§ **Task objective**
Copy the records starting at the line containing "Teacher note: have the class pick out the ocean" and ending at the line containing "(1171, 342)", keeping the requests and raising every coordinate in the answers by 86. Give only those lines.

(Coordinate annotation entries)
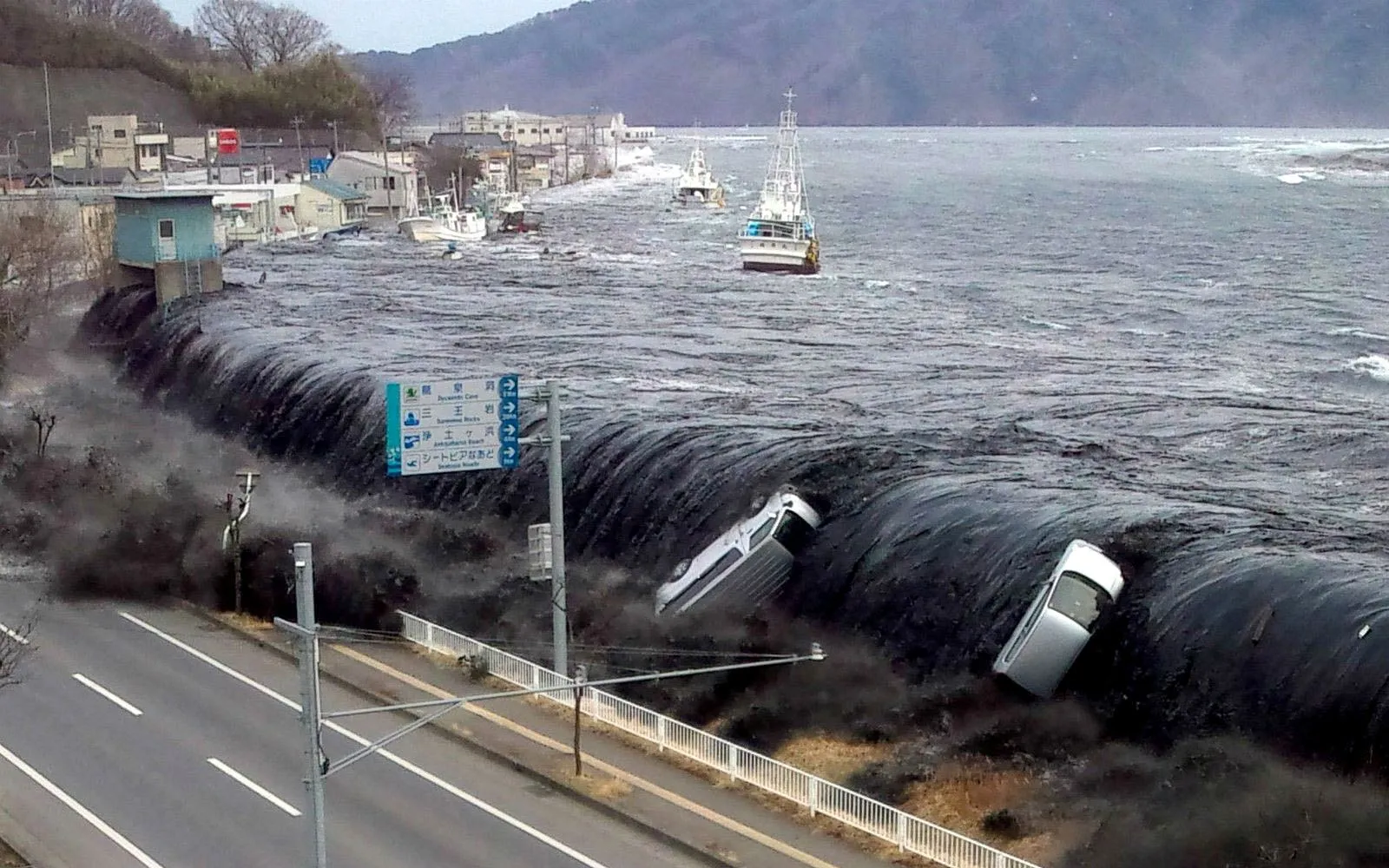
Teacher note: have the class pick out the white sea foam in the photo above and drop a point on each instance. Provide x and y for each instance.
(1375, 367)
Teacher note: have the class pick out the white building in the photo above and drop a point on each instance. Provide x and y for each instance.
(527, 128)
(391, 184)
(115, 142)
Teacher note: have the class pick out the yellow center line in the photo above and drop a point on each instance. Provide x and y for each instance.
(733, 825)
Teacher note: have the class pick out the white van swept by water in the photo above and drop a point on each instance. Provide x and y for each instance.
(1060, 620)
(747, 564)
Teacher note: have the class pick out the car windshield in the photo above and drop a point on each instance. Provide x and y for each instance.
(760, 534)
(1078, 599)
(793, 532)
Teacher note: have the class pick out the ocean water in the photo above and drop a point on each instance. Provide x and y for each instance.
(1171, 342)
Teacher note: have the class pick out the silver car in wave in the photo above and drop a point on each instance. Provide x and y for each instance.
(747, 564)
(1060, 620)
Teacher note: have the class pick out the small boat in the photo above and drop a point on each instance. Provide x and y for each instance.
(780, 233)
(698, 185)
(516, 215)
(444, 222)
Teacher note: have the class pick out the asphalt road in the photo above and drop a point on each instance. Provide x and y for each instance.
(141, 736)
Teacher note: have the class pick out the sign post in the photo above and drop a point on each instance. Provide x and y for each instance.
(460, 425)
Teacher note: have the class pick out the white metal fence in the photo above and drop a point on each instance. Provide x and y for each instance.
(817, 795)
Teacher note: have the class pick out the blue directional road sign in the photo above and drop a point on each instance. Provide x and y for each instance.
(453, 425)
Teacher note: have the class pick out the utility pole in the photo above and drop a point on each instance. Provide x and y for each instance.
(309, 700)
(299, 145)
(233, 536)
(385, 163)
(48, 108)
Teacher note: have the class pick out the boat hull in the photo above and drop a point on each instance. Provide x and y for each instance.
(425, 229)
(791, 256)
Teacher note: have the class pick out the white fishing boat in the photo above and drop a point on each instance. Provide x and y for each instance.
(516, 215)
(698, 185)
(442, 221)
(780, 233)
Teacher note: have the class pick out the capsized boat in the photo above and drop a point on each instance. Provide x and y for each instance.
(698, 185)
(780, 233)
(444, 222)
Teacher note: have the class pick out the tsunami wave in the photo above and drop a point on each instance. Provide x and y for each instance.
(1274, 628)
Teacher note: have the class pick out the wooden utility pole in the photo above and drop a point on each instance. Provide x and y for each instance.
(580, 677)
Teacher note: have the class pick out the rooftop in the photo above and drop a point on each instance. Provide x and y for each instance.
(337, 191)
(175, 194)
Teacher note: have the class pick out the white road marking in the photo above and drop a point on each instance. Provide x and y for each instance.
(410, 767)
(83, 680)
(81, 812)
(18, 638)
(268, 796)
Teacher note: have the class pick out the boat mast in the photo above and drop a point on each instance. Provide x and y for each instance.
(785, 181)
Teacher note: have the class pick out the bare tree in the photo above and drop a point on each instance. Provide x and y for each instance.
(235, 25)
(16, 645)
(45, 423)
(392, 96)
(291, 35)
(36, 253)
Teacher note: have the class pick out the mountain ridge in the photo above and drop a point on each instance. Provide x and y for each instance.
(1231, 62)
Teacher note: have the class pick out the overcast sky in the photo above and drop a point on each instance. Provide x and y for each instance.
(402, 25)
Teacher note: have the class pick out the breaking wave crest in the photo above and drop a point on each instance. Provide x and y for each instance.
(1277, 628)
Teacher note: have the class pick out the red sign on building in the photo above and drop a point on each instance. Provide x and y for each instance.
(228, 142)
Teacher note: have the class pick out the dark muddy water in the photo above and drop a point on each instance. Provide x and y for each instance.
(1170, 342)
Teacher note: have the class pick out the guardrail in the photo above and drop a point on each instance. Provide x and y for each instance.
(819, 796)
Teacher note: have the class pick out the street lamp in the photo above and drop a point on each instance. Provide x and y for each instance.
(233, 535)
(11, 148)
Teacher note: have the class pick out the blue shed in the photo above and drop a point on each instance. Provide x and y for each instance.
(167, 238)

§ **Correct response**
Teacher note: have the class pick out the ocean water in the photo above and drop a point on each instance. Provide x and y for each instance.
(1257, 428)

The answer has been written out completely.